- **WHAT IS NEEDED**: Repeat everything from the row containing "Target: utility belt" down to the last of the rows below, both ends included, with each line unchanged.

============================================================

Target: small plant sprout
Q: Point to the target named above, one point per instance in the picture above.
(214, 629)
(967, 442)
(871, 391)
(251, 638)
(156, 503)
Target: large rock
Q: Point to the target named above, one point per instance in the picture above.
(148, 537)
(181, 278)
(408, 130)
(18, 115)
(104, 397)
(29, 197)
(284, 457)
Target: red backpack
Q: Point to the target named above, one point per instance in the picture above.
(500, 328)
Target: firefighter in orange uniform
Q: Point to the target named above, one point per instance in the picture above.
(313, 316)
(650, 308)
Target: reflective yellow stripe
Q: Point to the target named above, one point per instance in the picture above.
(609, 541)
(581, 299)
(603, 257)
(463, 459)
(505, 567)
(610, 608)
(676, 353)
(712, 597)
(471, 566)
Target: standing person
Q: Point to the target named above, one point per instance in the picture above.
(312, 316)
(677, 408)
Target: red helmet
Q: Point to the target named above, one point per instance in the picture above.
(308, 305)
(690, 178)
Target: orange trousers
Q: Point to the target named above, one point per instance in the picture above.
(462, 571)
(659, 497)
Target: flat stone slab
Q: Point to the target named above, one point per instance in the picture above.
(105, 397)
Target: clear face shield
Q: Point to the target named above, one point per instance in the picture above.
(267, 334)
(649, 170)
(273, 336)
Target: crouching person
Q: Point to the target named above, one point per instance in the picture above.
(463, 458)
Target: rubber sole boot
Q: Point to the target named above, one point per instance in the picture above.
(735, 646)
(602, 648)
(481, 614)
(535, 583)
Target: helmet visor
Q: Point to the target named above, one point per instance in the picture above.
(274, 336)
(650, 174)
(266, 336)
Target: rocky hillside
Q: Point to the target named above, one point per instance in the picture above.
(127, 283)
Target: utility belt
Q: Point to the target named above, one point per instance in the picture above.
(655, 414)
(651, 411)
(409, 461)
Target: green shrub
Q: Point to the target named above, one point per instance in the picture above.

============================================================

- **OUTPUT FOR THIS EXERCISE**:
Target: utility belt
Q: Point to the target named above, one point per instance in the picture above.
(655, 414)
(651, 411)
(409, 461)
Target: green shrub
Q: Point to the target named above, one point per instance in the picture above.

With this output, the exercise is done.